> **PAGE**

Uploaded image for project: 'Apache Airflow'
  1. Apache Airflow
  2. AIRFLOW-6785

DagBag tries to run hook inside SubDagOperator

    XMLWordPrintableJSON

    Details

    • Type: Bug
    • Status: Open
    • Priority: Major
    • Resolution: Unresolved
    • Affects Version/s: 1.10.4, 1.10.5, 1.10.6, 1.10.7, 1.10.8, 1.10.9
    • Fix Version/s: None
    • Component/s: DAG, hooks, operators
    • Labels:
      None

      Description

      The following worked in 1.10.1, but not in 1.10.9. It seems that the DagBag tries to execute the query inside the SubdagOperator, which tries to connect to the database.

      Assuming:

      AIRFLOW_CONN_POSTGRES_CONN=postgresql+psycopg2://airflow:airflow@postgres:5432/airflow
      

       

      import unittest
      
      from airflow.models import DagBag
      
      
      class TestDags(unittest.TestCase):
          """
          Generic tests that all DAGs in the repository should be able to pass.
          """
          LOAD_SECOND_THRESHOLD = 2
      
          def setUp(self):
              self.dagbag = DagBag()
      
          def test_dagbag_import(self):
              """
              Verify that Airflow will be able to import all DAGs in the repository.
              """
              self.assertFalse(
                  len(self.dagbag.import_errors),
                  'There should be no DAG failures. Got: {}'.format(
                      self.dagbag.import_errors
                  )
              )
      
      

       

       

      from datetime import datetime, timedelta
      
      from airflow import DAG
      from airflow.hooks.postgres_hook import PostgresHook
      from airflow.operators.dummy_operator import DummyOperator
      from airflow.operators.python_operator import PythonOperator
      from airflow.operators.subdag_operator import SubDagOperator
      
      default_args = {
          "owner": "airflow",
          "depends_on_past": False,
          "start_date": datetime(2020, 2, 2),
          "email": ["airflow@airflow.com"],
          "email_on_failure": False,
          "email_on_retry": False,
          "retries": 1,
          "retry_delay": timedelta(minutes=5),
      }
      
      
      def get_data(**kwargs):
          df = PostgresHook(
              postgres_conn_id=kwargs['postgres_conn_id']
          ).get_pandas_df("select 1;")

> **EXTRACTED ENTRIES**
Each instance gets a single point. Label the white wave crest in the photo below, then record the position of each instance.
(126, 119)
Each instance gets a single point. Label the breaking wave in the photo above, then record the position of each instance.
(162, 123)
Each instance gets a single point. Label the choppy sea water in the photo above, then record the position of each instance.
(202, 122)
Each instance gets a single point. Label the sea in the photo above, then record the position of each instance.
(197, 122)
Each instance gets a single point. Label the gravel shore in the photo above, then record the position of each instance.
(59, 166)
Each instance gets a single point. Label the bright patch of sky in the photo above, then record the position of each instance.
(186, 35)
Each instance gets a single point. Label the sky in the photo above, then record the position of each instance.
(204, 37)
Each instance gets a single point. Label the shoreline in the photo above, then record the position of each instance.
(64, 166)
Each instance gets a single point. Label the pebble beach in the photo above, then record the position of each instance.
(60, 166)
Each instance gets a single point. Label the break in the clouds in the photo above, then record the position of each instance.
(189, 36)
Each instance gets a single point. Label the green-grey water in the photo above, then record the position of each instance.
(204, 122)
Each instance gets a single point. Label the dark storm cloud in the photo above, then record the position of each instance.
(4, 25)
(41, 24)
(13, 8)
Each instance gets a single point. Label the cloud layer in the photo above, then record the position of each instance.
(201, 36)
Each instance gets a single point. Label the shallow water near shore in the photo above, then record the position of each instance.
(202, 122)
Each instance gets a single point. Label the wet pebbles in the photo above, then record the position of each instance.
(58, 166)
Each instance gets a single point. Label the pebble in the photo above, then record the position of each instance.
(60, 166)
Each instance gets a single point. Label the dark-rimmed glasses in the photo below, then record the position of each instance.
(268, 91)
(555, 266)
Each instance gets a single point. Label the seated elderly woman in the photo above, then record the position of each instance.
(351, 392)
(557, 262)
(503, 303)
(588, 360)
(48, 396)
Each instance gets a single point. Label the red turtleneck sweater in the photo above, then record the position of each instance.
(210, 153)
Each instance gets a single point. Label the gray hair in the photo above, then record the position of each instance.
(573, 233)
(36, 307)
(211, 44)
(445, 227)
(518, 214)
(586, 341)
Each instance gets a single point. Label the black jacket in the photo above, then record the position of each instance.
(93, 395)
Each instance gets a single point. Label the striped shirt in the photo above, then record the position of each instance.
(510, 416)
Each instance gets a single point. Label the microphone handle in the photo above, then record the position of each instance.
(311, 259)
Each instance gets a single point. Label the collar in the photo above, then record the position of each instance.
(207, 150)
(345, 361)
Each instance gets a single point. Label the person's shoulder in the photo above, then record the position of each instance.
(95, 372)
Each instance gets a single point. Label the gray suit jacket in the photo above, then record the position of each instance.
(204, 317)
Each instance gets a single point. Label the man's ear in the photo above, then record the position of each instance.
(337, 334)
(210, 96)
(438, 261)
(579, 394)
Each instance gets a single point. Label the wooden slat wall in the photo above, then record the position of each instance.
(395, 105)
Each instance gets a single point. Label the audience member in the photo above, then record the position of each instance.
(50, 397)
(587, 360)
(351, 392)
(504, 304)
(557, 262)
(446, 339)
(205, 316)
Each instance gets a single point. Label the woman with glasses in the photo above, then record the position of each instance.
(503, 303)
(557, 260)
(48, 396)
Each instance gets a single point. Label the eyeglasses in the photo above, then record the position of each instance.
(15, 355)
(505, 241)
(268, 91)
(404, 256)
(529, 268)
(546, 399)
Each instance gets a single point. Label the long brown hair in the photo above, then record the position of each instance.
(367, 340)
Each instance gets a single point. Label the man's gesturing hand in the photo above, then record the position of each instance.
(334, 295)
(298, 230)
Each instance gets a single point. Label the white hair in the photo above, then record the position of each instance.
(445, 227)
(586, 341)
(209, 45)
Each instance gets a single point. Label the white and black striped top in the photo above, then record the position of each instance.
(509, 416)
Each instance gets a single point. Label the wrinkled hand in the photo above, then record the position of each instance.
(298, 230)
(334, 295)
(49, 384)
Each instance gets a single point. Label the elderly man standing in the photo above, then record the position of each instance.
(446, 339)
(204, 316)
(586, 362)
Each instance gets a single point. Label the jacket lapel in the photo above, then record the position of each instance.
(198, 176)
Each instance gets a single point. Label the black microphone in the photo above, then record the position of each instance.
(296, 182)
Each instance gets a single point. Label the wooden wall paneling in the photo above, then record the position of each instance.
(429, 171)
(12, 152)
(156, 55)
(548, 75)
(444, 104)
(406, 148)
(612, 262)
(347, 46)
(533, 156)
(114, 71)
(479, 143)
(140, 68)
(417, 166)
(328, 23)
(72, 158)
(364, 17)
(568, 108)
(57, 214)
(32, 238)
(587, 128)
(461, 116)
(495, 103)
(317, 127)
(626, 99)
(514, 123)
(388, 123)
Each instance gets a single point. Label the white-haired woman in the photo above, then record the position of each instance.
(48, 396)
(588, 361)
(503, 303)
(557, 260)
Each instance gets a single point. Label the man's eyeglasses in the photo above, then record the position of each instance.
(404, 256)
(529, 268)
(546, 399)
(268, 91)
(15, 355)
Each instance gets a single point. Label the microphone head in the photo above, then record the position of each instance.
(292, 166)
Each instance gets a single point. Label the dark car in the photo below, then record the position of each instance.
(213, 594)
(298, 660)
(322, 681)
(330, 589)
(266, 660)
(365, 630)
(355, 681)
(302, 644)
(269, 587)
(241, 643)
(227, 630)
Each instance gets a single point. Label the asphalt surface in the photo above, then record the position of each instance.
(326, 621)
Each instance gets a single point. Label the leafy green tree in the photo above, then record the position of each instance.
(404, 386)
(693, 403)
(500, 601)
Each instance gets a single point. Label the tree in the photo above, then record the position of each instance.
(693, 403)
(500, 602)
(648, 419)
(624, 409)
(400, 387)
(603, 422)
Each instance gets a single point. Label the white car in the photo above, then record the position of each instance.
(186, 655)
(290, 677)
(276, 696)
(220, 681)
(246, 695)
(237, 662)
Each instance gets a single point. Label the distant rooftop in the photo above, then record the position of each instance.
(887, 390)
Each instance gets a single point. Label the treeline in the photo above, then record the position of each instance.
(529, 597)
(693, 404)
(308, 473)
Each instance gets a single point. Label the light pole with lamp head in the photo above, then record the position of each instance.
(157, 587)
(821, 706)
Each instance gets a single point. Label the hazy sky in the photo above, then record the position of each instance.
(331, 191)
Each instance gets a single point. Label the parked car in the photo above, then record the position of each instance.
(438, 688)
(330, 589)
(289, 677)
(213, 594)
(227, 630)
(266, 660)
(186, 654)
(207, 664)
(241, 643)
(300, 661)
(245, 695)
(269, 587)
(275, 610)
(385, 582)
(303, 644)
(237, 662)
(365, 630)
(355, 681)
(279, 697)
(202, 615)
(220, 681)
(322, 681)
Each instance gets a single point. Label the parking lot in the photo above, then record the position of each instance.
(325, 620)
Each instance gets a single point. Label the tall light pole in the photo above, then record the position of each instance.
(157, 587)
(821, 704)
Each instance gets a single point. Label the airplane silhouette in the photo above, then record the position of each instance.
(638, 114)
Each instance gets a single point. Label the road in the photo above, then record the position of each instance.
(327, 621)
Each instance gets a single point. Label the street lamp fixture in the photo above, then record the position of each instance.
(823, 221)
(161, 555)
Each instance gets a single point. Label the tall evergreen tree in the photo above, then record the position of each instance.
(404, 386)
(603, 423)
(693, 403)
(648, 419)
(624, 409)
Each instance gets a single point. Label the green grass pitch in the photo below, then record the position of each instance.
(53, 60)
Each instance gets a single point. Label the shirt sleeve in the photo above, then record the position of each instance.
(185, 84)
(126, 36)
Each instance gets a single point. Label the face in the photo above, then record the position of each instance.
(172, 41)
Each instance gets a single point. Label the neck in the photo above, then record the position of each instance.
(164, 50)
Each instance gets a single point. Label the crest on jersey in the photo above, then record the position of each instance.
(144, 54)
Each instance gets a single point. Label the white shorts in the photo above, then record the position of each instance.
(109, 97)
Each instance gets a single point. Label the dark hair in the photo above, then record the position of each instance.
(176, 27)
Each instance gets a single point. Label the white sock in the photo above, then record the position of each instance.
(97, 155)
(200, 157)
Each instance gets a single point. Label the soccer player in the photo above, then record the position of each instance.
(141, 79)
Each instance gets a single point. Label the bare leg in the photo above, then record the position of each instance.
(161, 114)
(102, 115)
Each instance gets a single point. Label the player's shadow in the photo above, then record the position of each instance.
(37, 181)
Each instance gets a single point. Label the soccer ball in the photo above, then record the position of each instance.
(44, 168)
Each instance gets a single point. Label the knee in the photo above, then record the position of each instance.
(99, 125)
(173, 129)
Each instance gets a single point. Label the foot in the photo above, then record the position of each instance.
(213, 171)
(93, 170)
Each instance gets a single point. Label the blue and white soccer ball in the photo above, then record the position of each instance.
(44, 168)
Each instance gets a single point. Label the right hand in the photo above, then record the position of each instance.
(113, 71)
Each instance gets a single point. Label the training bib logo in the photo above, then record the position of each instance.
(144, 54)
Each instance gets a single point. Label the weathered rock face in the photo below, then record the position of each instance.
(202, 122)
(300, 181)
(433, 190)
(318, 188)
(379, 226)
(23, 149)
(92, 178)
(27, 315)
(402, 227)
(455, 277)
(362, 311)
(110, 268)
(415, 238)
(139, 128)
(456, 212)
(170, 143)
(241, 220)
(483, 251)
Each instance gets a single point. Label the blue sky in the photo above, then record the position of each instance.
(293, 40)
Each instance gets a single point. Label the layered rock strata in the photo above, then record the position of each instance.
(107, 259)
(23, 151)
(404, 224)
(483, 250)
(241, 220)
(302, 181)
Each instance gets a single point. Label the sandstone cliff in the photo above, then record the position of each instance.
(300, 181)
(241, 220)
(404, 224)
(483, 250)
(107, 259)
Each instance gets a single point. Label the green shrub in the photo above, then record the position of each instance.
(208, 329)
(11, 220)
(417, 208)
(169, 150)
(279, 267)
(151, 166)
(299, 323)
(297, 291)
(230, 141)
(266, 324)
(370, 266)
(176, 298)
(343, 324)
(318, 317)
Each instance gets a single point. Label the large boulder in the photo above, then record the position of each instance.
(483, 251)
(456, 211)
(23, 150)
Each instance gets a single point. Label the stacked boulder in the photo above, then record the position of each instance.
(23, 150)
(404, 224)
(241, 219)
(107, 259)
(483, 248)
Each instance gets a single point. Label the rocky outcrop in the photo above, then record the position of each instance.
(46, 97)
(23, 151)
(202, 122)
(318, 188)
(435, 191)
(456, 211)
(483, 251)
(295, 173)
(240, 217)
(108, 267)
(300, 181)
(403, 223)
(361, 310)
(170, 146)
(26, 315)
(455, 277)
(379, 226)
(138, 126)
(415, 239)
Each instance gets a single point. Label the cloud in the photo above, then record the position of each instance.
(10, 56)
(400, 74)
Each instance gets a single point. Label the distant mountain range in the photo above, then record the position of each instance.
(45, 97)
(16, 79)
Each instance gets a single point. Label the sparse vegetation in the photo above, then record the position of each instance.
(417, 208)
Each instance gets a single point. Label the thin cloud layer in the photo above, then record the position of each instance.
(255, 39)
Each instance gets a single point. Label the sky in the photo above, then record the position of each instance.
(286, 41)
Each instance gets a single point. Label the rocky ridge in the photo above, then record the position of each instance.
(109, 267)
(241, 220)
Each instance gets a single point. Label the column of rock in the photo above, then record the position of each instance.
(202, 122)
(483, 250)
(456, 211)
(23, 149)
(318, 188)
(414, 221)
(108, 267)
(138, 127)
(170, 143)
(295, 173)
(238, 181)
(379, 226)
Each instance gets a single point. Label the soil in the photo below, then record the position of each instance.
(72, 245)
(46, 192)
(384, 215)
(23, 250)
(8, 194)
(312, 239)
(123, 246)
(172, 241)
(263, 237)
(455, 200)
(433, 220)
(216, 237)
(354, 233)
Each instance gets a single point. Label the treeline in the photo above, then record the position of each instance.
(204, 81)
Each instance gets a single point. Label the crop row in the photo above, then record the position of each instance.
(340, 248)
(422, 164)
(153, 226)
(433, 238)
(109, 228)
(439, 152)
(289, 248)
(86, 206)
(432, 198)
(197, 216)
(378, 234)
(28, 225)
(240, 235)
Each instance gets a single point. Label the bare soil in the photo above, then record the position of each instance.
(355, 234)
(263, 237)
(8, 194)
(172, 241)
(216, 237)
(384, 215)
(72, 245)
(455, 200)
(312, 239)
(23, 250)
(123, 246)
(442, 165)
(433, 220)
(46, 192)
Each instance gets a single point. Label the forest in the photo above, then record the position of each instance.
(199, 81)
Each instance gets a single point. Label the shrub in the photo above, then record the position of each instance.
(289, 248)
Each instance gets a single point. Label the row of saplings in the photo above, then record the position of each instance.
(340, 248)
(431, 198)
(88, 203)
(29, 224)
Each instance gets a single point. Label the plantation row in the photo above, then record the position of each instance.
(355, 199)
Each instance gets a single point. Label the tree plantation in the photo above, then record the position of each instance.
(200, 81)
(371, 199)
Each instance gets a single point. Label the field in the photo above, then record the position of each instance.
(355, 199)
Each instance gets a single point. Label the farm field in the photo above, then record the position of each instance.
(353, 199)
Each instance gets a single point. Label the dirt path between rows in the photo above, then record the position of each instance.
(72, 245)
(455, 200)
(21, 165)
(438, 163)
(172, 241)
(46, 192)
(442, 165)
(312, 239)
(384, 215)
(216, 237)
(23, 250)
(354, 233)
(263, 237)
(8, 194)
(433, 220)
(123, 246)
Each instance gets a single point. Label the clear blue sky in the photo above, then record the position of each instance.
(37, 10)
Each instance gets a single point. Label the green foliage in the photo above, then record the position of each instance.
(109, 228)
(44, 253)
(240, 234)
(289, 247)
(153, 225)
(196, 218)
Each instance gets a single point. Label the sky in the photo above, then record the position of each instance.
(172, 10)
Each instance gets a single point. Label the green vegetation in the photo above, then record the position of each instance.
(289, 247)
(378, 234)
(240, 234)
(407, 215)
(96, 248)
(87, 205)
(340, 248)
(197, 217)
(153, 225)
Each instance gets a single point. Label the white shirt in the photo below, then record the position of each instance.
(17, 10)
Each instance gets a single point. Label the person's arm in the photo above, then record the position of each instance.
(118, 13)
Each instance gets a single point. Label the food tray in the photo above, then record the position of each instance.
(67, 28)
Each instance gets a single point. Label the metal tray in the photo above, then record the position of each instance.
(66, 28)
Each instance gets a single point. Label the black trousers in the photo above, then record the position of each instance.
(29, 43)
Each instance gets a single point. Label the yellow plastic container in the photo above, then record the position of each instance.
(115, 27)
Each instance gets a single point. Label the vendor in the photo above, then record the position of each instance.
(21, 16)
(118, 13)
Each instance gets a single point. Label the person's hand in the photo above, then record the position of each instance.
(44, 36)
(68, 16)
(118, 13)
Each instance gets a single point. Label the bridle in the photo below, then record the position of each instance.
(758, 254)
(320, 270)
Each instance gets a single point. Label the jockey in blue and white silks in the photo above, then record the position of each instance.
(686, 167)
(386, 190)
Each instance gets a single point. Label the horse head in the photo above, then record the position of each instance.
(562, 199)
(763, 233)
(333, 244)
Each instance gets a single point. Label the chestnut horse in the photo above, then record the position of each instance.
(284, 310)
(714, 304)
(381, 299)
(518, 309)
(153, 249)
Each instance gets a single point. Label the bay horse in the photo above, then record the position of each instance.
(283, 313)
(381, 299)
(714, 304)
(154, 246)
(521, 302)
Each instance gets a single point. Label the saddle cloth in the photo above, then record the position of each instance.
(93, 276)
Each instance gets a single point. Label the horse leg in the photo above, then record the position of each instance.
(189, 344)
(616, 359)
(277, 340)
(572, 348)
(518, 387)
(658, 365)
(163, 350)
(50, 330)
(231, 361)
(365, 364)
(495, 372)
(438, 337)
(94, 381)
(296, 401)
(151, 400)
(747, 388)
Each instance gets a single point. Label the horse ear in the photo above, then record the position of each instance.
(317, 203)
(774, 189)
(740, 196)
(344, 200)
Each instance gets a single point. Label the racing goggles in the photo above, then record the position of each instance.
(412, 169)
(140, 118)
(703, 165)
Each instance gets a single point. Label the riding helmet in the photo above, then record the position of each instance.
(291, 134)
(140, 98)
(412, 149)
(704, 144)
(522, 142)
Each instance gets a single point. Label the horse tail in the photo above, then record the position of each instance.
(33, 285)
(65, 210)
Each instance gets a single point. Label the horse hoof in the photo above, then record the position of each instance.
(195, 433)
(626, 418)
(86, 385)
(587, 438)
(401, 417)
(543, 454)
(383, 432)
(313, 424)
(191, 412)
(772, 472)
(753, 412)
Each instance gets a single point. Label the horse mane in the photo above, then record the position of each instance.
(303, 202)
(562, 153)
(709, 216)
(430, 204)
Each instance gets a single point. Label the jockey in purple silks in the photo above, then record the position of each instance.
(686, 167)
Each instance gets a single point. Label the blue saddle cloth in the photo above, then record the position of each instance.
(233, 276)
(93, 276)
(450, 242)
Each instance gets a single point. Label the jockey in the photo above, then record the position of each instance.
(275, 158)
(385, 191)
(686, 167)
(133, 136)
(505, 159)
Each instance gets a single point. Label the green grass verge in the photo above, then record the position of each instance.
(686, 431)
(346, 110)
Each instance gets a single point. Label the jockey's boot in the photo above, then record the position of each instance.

> **TASK BRIEF**
Answer these questions using the Airflow bug report above:
(a) What priority does the bug report assign to the issue?
(b) In which version, according to the description, did the setup still work?
(c) What value does "retries" have in default_args?

> **RESPONSE TO THE EXERCISE**
(a) Major
(b) 1.10.1
(c) 1